-- DATA ROWS --

= = = = = = =

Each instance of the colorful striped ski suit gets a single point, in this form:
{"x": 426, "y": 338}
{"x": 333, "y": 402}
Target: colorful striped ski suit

= = = = = = =

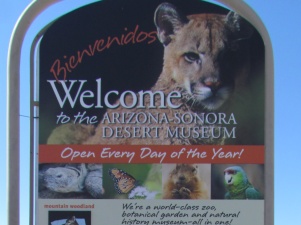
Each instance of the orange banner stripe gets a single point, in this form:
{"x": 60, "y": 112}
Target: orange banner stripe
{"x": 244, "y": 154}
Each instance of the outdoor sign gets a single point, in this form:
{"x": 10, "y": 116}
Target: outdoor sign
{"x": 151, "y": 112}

= = = = = = =

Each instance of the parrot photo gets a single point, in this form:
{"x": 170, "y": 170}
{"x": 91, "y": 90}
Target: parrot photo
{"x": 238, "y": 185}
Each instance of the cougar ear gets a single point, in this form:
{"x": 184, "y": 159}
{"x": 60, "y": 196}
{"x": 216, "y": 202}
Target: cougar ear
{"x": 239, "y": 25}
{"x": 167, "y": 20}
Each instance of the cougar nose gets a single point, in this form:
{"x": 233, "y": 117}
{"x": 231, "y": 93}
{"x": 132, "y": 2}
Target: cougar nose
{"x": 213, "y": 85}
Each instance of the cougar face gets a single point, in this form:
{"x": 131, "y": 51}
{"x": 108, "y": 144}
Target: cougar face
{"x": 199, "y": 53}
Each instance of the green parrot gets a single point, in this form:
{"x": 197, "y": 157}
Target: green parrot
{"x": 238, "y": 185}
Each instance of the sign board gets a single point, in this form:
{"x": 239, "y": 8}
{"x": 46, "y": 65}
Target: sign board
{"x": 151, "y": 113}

= = = = = = =

-- WORK REQUIRED --
Transcribe the material above exactly as it stands, everything from the line containing "Each instance of the colorful" down to the line containing "Target: colorful striped ski suit", both included.

-- FINISHED TASK --
Each instance of the colorful striped ski suit gets a single point, in this form:
{"x": 426, "y": 338}
{"x": 333, "y": 402}
Target: colorful striped ski suit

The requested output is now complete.